*CONSIGNE 1:* Dénombrez, parmi les lignes qui suivent l'extrait, celles qui contiennent la chaîne « dark », en tenant compte de la casse. Indiquez uniquement ce nombre.

----- EXTRAIT

Vu la procédure suivante :
Procédure contentieuse antérieure :
Par trois requêtes distinctes, la société Distrivit a demandé au tribunal administratif de la Guadeloupe de condamner l'Etat à lui rembourser la somme de 3 599 406 euros, assortie des intérêts moratoires, représentant le crédit de taxe à la valeur ajoutée qu'elle a acquittée au titre des mois de mars 2012 à août 2012, de prononcer la décharge des rappels de TVA qui lui ont été réclamés pour un montant de 807 727 euros en principal et de 64 618 euros en majoration et d'ordonner au Trésor Public de lui rembourser une somme de 968 617 euros, représentant la TVA déductible de 2010.
Par un jugement n°1300394, 1300395 et 1300396 du 16 février 2016, le tribunal administratif de la Guadeloupe a rejeté ses demandes.
Procédure devant la cour :
Par une requête et un mémoire, enregistrés les 12 avril 2016 et 17 janvier 2017, la société Distrivit, rereprésentée par Me B...et MeA..., demande à la cour :
1°) d'annuler ce jugement du tribunal administratif de la Guadeloupe du 16 février 2016 ;
2°) d'annuler la décision d'admission partielle en date du 18 février 2013 sauf en ce qu'elle fait droit au remboursement de la somme de 798 818 euros ;
3°) de faire droit à sa demande de remboursement de la somme de 3 599 406 euros, assortie des intérêts moratoires ;
4°) de mettre à la charge de l'Etat la somme de 3 000 euros sur le fondement de l'article L. 761-1 du code de justice administrative.

----------
----- MATÉRIEL D'EXERCICE

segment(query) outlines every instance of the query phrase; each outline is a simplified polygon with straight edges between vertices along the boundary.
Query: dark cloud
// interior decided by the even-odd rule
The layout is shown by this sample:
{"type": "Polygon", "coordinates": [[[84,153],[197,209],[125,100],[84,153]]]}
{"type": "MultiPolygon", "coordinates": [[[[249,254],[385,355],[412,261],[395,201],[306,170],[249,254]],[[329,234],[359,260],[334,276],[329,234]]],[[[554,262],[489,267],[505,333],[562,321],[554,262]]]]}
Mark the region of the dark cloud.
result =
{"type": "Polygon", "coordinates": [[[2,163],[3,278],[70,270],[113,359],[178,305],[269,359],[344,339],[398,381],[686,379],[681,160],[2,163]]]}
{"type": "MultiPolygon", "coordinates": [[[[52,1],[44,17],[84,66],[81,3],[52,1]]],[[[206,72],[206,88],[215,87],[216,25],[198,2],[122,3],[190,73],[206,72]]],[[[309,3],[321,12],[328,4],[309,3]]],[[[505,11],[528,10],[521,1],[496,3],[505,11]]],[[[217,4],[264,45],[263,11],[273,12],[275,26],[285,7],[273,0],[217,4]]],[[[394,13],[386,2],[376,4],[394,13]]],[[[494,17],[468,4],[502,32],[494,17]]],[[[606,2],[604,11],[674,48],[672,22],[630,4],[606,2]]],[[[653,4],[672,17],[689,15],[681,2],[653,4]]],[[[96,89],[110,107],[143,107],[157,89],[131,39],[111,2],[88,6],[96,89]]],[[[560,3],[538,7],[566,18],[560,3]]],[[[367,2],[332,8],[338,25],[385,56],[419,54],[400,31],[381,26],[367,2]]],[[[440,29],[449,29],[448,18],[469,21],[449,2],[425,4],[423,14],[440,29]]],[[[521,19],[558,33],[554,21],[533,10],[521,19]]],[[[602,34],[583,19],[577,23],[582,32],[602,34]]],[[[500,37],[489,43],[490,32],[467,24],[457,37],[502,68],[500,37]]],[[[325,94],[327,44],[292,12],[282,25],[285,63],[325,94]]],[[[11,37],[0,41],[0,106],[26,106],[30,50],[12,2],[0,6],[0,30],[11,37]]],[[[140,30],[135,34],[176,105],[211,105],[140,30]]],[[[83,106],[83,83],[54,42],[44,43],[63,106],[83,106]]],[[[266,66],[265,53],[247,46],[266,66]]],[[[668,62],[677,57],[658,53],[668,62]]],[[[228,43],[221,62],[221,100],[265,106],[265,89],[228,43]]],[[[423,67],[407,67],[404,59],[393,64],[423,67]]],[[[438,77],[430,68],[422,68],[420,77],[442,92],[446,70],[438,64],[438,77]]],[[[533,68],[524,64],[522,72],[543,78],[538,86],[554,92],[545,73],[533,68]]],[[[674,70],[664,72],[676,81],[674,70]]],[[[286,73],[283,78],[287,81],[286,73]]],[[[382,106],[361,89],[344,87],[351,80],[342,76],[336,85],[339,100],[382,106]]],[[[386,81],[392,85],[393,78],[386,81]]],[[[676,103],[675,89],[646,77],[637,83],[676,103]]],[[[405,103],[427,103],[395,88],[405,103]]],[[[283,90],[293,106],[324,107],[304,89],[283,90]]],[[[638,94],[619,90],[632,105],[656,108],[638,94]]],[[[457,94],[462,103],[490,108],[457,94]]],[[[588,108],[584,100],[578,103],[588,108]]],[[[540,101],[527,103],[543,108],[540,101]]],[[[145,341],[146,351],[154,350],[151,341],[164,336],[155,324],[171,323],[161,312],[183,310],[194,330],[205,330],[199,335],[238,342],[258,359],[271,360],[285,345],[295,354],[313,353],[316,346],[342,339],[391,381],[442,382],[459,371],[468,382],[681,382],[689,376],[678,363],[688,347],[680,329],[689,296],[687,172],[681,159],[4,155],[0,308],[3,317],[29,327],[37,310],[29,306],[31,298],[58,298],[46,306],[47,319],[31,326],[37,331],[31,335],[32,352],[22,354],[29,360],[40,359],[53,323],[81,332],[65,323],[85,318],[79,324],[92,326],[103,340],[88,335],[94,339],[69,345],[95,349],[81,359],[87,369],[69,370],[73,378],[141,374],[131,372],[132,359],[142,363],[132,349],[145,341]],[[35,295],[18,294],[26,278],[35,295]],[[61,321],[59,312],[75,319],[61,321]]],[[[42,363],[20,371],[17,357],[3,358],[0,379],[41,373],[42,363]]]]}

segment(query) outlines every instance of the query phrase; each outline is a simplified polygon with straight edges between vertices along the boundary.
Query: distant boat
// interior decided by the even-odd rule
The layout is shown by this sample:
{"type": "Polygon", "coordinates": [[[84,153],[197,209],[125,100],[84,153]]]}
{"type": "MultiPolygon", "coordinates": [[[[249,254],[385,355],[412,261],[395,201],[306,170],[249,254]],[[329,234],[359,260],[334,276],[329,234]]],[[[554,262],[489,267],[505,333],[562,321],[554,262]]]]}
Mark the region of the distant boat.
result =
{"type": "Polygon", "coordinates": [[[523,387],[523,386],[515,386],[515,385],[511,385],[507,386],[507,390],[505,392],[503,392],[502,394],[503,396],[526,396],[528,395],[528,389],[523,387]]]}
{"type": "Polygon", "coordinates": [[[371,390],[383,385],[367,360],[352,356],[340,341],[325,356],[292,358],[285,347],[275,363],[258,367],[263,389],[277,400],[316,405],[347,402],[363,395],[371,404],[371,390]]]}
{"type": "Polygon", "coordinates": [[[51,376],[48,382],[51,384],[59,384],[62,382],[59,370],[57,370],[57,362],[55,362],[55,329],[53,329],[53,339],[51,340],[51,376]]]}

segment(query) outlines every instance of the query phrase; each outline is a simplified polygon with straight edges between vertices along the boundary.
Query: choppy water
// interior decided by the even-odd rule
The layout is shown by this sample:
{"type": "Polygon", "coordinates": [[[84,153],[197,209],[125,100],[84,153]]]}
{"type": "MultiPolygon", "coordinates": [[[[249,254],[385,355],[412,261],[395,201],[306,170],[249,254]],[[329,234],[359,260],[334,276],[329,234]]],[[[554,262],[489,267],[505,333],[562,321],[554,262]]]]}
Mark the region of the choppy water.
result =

----------

*CONSIGNE 2:* Reformulez sous forme de liste plus concise le paragraphe de l'extrait ci-dessus commençant par « Par trois requêtes distinctes », en conservant ses faits principaux.

*RÉPONSE CORRECTE 1:* 2

*RÉPONSE CORRECTE 2:*
La société Distrivit a saisi le tribunal administratif de la Guadeloupe de trois requêtes tendant à :
- faire condamner l'Etat à lui rembourser 3 599 406 euros, avec intérêts moratoires, au titre du crédit de TVA acquitté de mars à août 2012 ;
- obtenir la décharge de rappels de TVA s'élevant à 807 727 euros en principal et 64 618 euros en majoration ;
- faire ordonner au Trésor Public le remboursement de 968 617 euros de TVA déductible de 2010.